**** Source extract ****

Focus shifts to Steinhoff's ex-chair Christo Wiese
Some of the biggest names in global banking have incurred billions in losses because of bad loans to just one client — and increasingly it appears that client is Upington-born billionaire Christo Wiese.
Recent reporting by United States banks reveal that four of the biggest banks in the world incurred a collective $1-billion, or R12-billion, in losses because of write-downs related to a “single-client event”.
Although it seemed at first this would be for Steinhoff’s account, this is not the case. Instead it appears the loans were made to Wiese, which would suggest the tycoon’s personal wealth has taken a far bigger hit than has been quantified so far.
Goldman Sachs and JP Morgan lost $130-million and $273-million respectively, and said the losses were related to “margin loans” that were linked to Steinhoff. Citigroup and Bank of America reported losses of $370-million and $292-million but declined to name the client involved, although it is understood to be Steinhoff-related.
But Steinhoff International confirmed that “the loans in question were given directly to shareholders and not to Steinhoff”.

****

_Tasks to carry out_
1/ In one to three sentences, explain why the article on Christo Wiese suggests his personal wealth has taken a bigger hit than has been quantified so far.
2/ Turn the paragraph of the article on Christo Wiese that begins "Goldman Sachs and JP Morgan lost" into a brief list that keeps its main facts.
3/ Carry on the article on Christo Wiese and the bank losses from where it stops.
The data comes from a separate source and has no connection to the article.

**** Recorded information ****

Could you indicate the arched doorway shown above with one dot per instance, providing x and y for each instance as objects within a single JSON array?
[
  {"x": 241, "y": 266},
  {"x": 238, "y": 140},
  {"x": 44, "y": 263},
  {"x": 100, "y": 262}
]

****

_Task responses_
1/ The losses at first seemed to be on Steinhoff's account, but the loans instead appear to have been made to Wiese himself. That would mean the bank write-downs fall on his personal wealth.

2/
- Goldman Sachs: lost $130-million, linked to "margin loans" tied to Steinhoff
- JP Morgan: lost $273-million, linked to "margin loans" tied to Steinhoff
- Citigroup: lost $370-million, did not name the client, understood to be Steinhoff-related
- Bank of America: lost $292-million, did not name the client, understood to be Steinhoff-related

3/
The Steinhoff market value has dropped about 88% since allegations of accounting fraud surfaced in early December last year.
A report by The Wall Street Journal in December claimed the aforementioned banks and others, such as HSBC and BNP Paribas, are on the hook for share-backed margin loans extended to Wiese. These and other European banks will begin to report on Friday, February 2. Japan’s Nomura is also reported to have financed Wiese who, until recently, was Africa’s sixth-richest man.
A margin loan is when money is borrowed for investments, and shares are used as security.
In Wiese’s case, this would imply that he put his Steinhoff shares up as collateral and to finance the purchase of more Steinhoff shares.
Neither the banks nor Wiese would say anything more but, market observers claim that the collateral for these loans would probably have been Wiese’s Frankfurt-listed Steinhoff shares. According to one analyst, who asked not to be identified, it would have been problematic for a loan to be backed by Wiese’s South African-listed Steinhoff shares, or any other local assets for that matter, as they would be subject to complex exchange controls if a foreign bank wanted to collect on them.
Wiese’s South African assets may then be out of the reach of foreign banks and their only recourse is to take ownership of the Frankfurt-listed shares that were put up as collateral, or to sell them.
This could mean Wiese’s net worth is significantly less than the current $1.06-billion estimate by Forbes.
The outstanding debt would then be deemed uncollectable and written-down.
A snapshot of the Steinhoff shareholder register, as of November 24, published by Moneyweb, shows that the largest shareholding, 26.8%, was held by Clearstream, the clearing house for the Frankfurt Stock Exchange.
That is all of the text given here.